**Things to do**.
1. Name the fruit crops that the stink bug article says were damaged in Italy during its summer season.
2. Write the next part of the stink bug article, picking up after its final sentence.
━━━ Text section ━━━
A plague causing Italian farmers to walk away from their land is a real risk for New Zealand, and MPI are asking New Zealanders to watch out for the stink bugs.
New Zealand is on red alert for an invasion of brown marmorated stink bugs - considered one of the country's greatest biosecurity risks - after farmers across Europe report record crop devastation.
New Zealand scientists have been working alongside Italian colleagues to help develop new ways to monitor and control the bugs, which can devastate crops.
Italy has been hit particularly hard during its summer season, with damage to fruit crops including apples, pears, kiwifruit, grapes and stonefruit of over NZ$674 million (€400 million), leading some farmers to consider walking off their land for good.
Like New Zealand, Italy has a wide range of produce, often grown in relatively small, mixed plots.
Biosecurity spokeswoman for the Ministry for Primary Industries, Dr Catherine Duthie, said this system works in the stinkbug's favour, as they can easily move from crop to crop.
"There tends to be mixed cropping systems where you might have kiwifruit in one field and then pears in another. So that provides a really good opportunity for bugs to move around and feed on their preferred fruit."
Video by Aotearoa Science Agency:
The brown marmorated stink bug originates from Asia, where its numbers are kept in check by predators such as the samurai wasp, which lays its eggs inside the eggs of the stinkbug.
About the same size as an ant, and with none of the annoying habits of the common wasps that dominate our summer, the samurai wasp has been approved for release in New Zealand as a biological control agent, if a stinkbug invasion should occur.
In her laboratory in Reggio Emillia, in the north of Italy, Dr Lara Maistrello is breeding Italy's native relative of the samurai wasp, to see how well it does in the fight against the brown marmorated stinkbug.
Italy's biosecurity laws allow no path for releasing an imported biological control like the samurai wasp, but desperate farmers are calling for those law to be changed. Dr Maistrello said the growth in the stinkbug population, first detected in Italy in 2008, has been frighteningly fast.
Viller Malavasi, a pear farmer in Italy, said the invasion this year had rendered almost his entire crop unsellable.
Malavasi's pear crop this year was almost a total write-off. The pears on the trees have been left gnarled and deformed, the fruit growth stunted after bugs fed on the crops when they were young. "They look like monsters," he said.
To make matters worse, Malavasi must still pay for the unsellable crop to be harvested, as leaving it to rot on the trees would only cause further problems. The problems had pushed him to his limits, he said.
"Until 2017 the damage was okay, pretty much, but since 2018 the damage is so high we cannot keep up with the cost of production. It's almost impossible to survive, we are seriously thinking about giving it up."
━━━ Recorded information ━━━
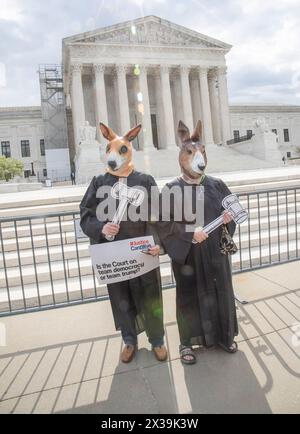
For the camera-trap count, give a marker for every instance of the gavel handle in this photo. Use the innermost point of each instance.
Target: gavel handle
(118, 217)
(211, 227)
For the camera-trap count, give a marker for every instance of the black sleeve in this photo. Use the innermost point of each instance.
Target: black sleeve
(176, 241)
(226, 192)
(89, 223)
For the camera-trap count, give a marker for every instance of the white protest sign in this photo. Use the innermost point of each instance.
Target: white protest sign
(123, 260)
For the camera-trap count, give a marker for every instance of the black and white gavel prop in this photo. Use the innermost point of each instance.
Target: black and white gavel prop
(126, 196)
(232, 205)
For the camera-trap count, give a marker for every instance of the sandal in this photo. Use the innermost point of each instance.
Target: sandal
(161, 353)
(128, 354)
(232, 349)
(187, 355)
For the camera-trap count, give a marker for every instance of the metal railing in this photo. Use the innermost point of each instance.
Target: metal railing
(44, 265)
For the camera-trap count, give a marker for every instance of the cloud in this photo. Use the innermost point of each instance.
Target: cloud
(264, 64)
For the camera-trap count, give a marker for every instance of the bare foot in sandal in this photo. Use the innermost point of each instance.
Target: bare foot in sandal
(233, 349)
(187, 355)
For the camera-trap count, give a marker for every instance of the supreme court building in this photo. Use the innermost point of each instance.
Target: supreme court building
(148, 71)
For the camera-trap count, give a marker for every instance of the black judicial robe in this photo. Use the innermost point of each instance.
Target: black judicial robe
(136, 303)
(206, 311)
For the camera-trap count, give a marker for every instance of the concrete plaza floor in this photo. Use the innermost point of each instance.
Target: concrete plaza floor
(67, 360)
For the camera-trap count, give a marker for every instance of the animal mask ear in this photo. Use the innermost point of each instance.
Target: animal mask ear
(107, 132)
(197, 134)
(133, 133)
(183, 132)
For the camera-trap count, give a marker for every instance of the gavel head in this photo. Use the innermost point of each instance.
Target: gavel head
(232, 204)
(119, 150)
(133, 196)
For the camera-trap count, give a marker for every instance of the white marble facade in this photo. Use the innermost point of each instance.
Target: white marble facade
(18, 124)
(149, 71)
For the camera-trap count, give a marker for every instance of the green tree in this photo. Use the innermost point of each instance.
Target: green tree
(9, 168)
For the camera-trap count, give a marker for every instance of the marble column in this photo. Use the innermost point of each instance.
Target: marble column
(206, 111)
(167, 106)
(146, 113)
(214, 103)
(186, 96)
(78, 110)
(100, 96)
(224, 105)
(196, 98)
(123, 98)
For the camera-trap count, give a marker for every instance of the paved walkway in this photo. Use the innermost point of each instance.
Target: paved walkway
(67, 360)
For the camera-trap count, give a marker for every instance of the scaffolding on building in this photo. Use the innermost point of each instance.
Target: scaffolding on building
(53, 104)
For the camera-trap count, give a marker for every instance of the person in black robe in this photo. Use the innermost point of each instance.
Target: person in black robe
(206, 311)
(136, 303)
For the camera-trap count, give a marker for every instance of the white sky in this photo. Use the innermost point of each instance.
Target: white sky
(264, 64)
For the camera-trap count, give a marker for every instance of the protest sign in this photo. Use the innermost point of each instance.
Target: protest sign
(123, 260)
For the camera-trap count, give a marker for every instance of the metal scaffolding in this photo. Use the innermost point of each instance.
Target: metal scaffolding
(53, 106)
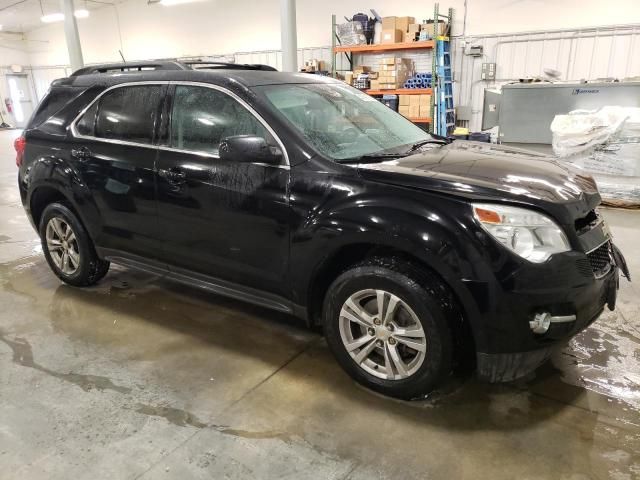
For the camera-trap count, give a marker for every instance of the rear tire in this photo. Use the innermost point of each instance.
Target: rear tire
(68, 249)
(404, 350)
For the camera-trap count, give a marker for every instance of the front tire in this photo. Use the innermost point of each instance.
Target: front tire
(386, 324)
(68, 249)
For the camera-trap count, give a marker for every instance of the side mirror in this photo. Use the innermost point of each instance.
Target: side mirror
(249, 148)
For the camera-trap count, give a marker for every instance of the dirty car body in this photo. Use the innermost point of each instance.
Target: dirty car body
(277, 233)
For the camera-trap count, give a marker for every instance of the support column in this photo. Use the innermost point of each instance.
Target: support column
(288, 35)
(71, 33)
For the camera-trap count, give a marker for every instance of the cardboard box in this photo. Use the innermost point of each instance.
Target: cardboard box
(402, 23)
(391, 36)
(361, 69)
(388, 23)
(412, 32)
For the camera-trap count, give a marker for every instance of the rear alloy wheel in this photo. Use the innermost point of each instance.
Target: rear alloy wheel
(382, 334)
(63, 246)
(388, 324)
(68, 247)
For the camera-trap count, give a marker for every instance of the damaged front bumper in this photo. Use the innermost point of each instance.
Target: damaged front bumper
(552, 330)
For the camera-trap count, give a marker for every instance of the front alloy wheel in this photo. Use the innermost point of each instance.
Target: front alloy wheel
(387, 323)
(382, 334)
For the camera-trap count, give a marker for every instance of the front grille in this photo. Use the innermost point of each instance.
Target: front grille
(600, 259)
(587, 222)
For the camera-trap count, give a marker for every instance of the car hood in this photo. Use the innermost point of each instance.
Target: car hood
(485, 171)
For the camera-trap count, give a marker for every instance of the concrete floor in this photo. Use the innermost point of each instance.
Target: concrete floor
(141, 378)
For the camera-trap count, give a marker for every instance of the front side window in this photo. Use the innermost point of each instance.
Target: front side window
(340, 121)
(125, 113)
(202, 117)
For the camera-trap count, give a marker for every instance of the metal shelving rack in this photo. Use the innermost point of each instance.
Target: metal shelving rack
(442, 110)
(350, 50)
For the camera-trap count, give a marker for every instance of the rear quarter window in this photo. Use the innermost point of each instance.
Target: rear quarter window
(55, 99)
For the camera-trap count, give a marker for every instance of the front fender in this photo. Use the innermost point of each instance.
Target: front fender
(435, 233)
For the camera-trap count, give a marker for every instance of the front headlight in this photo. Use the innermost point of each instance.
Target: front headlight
(533, 236)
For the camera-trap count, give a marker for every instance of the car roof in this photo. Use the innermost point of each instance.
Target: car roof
(247, 78)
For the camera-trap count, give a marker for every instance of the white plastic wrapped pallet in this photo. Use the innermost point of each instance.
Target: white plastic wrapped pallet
(606, 144)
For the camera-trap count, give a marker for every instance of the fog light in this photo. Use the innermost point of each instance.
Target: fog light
━━━
**Results of the tasks**.
1. Apples, pears, kiwifruit, grapes and stonefruit.

2.
In Trentino, further North in Italy, New Zealand Plant & Food Research scientist Dr Max Suckling has been working on a range of possible controls against the bug, including new traps and other biological controls.
The stinkbug is a "superpest" because of the scale of damage. One bug can become 125 bugs in just a year, he said. The bugs are also very good at spreading across a country.
"It's a hitchhiker, it spreads very, very quickly. In a region like this, where you can hear the trains and you can see the cars and the trucks, just moving things around, the bugs are hopping on and hopping off.
"The same thing will happen in New Zealand, it will move through the country quickly. Because it's human-assisted. And if it's a female, and she's able to lay eggs, she'll establish a new population very, very quickly," Dr Suckling said.
With Italy now in winter, the stinkbugs there are in over-wintering mode, a state of hibernation where they seek refuge inside houses or commerical buildings by the thousands, causing anguish to homeowners and business operators inundated by the pests.
This is also how the bugs pose the greatest risk of reaching New Zealand - in 2018, a box of shoes purchased from Italy on eBay arrived containing 26 live stinkbugs.
Imports from the bugs' home countries in Asia are also a threat.
"They might hide out in a used car or a new car that then gets shipped to New Zealand," Dr Duthie said.
"They hide in places like within the door panels and right within the seats, places that we can't visually find them. When they come to New Zealand, the daylight cues, the length of the day tells them, 'Hey, it's summertime. It's time to get out there and feed and reproduce.'"
MPI is asking people to be on the lookout for the bugs, and report any possible sighting to its hotline on 0800 80 99 66.